United States: Regulatory And Enforcement Round Up: A Record CFTC Whistleblower Award And Some Key DOJ/SEC FCPA Instructions For Companies

Last Updated: July 5 2016
Article by Sharie A. Brown

Confidential CFTC Whistleblower Receives Record $10 Million Award

In a press release issued on April 4, 2016, the Commodity Futures Trading Commission (CFTC) announced that it paid a $10 million award to a whistleblower for original information that led to a major enforcement action by the CFTC.  Without providing any details of the nature and extent of the original information provided to the CFTC to warrant such a record breaking bounty, the CFTC's Director of Enforcement, Aitan Goelman, and Christopher Ehrman, Director of the CFTC's Whistleblower Office, both signaled their hope that the large amount of this bounty will encourage other whistleblowers to come forward with information regarding suspected violations of the Commodity Exchange Act (CEA) that the CFTC might not otherwise be in a position to address.  The CFTC did not divulge the title or position of the whistleblower receiving the award, as whistleblowers are legally entitled to confidentiality regarding their identity, as well as to information that could be used to identify them.

The record bounty was paid pursuant to the expansion of whistleblower awards under section 748 of the Dodd-Frank Act, which makes individuals eligible for a 10% to 30% whistleblower award if the whistleblower provides original information that results in at least $1 million in fines and penalties by the covered enforcing agencies that bring enforcement actions and impose fines and penalties based on the original information provided by the whistleblower.  According to its mission statement, the CFTC was created to "foster open, transparent, competitive, and financially sound markets, to avoid systemic risk, and to protect the market users and their funds, consumers, and the public from fraud, manipulation, and abusive practices related to derivatives and other products that are subject to the Commodity Exchange Act."  In this current matter, the record bounty was paid from the CFTC's Consumer Protection Fund (CPF).  The CPF is funded by sanctions and penalties paid for violating the CEA. The CFTC's last whistleblower award of $290,000 was announced in September 2015.

◆ EXERCISE TASKS
1 - In the article, how large was the CFTC's previous whistleblower award?
2 - Please rewrite the part of the entries that opens with the line containing "Can you see the dark" and runs through the last of the entries, putting "Flag each instance" in place of "Mark each instance" and leaving everything else unchanged.
The article and the entries are unrelated material.

◆ THE INPUT
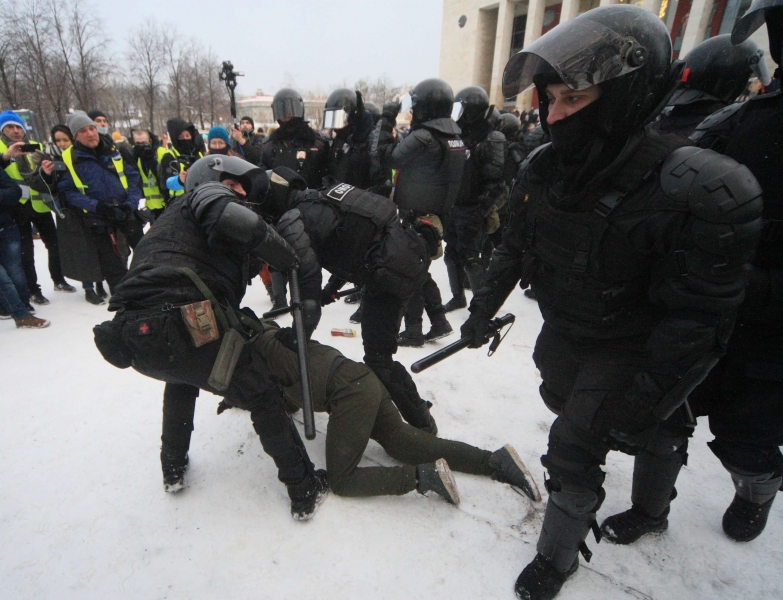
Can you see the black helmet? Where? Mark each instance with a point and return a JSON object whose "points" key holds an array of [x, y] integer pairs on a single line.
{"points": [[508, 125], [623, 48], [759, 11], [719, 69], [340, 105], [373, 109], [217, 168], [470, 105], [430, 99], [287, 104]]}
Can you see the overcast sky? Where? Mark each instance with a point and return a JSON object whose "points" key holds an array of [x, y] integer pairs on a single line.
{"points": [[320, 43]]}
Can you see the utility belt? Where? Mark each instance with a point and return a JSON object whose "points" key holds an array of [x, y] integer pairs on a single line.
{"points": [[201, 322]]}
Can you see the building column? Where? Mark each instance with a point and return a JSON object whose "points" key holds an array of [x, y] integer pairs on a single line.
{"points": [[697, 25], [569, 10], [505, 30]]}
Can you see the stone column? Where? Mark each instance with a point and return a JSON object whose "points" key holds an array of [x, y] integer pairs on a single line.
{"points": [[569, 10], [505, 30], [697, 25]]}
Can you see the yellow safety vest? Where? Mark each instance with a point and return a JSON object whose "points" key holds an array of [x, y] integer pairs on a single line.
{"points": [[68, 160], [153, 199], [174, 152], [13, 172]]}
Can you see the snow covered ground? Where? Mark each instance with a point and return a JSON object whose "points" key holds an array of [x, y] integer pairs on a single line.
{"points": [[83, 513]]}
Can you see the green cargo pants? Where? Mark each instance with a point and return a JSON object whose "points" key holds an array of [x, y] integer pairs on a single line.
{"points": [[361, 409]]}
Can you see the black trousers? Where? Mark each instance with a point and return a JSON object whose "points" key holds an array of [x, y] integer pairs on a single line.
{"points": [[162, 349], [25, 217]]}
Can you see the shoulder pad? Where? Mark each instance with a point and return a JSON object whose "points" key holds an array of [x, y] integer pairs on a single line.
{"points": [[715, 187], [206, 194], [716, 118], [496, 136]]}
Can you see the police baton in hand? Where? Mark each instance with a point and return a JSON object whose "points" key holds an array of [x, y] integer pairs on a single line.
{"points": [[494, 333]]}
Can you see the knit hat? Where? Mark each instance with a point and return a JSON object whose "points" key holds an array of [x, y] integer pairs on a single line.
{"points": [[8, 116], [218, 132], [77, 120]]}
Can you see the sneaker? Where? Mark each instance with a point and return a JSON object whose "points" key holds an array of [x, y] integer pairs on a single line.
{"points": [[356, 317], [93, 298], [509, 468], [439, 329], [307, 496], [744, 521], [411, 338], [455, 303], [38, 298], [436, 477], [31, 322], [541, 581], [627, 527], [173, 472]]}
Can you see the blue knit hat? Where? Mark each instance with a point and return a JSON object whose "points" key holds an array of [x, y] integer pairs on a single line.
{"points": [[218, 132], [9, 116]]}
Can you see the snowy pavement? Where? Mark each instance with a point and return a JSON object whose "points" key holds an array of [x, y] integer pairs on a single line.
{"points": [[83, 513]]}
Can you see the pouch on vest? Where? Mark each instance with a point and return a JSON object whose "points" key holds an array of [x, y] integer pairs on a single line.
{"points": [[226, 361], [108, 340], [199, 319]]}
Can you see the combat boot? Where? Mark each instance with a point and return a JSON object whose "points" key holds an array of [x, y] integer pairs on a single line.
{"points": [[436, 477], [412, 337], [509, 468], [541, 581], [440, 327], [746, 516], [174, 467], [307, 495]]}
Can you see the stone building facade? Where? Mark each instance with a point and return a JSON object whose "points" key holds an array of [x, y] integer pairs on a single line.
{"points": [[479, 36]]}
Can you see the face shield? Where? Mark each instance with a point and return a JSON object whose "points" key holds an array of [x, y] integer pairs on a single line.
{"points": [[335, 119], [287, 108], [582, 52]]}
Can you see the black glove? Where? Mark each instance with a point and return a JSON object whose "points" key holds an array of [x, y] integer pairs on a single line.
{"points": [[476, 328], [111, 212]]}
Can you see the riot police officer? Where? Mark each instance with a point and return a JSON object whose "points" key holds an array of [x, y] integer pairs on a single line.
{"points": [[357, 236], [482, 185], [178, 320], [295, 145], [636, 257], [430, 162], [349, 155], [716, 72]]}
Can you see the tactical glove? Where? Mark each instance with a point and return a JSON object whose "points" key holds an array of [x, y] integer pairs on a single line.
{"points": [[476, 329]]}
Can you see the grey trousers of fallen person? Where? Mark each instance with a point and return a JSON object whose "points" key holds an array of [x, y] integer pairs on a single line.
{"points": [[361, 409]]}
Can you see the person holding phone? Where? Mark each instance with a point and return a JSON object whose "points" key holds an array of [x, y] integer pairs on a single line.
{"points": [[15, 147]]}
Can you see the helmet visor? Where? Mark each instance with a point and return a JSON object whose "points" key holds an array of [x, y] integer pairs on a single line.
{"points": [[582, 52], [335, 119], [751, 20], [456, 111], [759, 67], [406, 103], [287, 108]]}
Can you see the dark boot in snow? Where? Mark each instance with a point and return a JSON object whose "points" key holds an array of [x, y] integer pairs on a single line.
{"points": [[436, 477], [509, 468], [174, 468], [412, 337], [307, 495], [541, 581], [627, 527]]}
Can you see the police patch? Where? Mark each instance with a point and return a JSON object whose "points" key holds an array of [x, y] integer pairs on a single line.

◆ TASK-BY-TASK SOLUTIONS
1 - $290,000, announced in September 2015.

2 -
Can you see the dark boot in snow? Where? Flag each instance with a point and return a JSON object whose "points" key holds an array of [x, y] integer pairs on a single line.
{"points": [[436, 477], [509, 468], [174, 468], [412, 337], [307, 495], [541, 581], [627, 527]]}
Can you see the police patch? Where? Flag each instance with a point and return a JSON object whose "points" key holds an array of [x, y] integer pairs on a single line.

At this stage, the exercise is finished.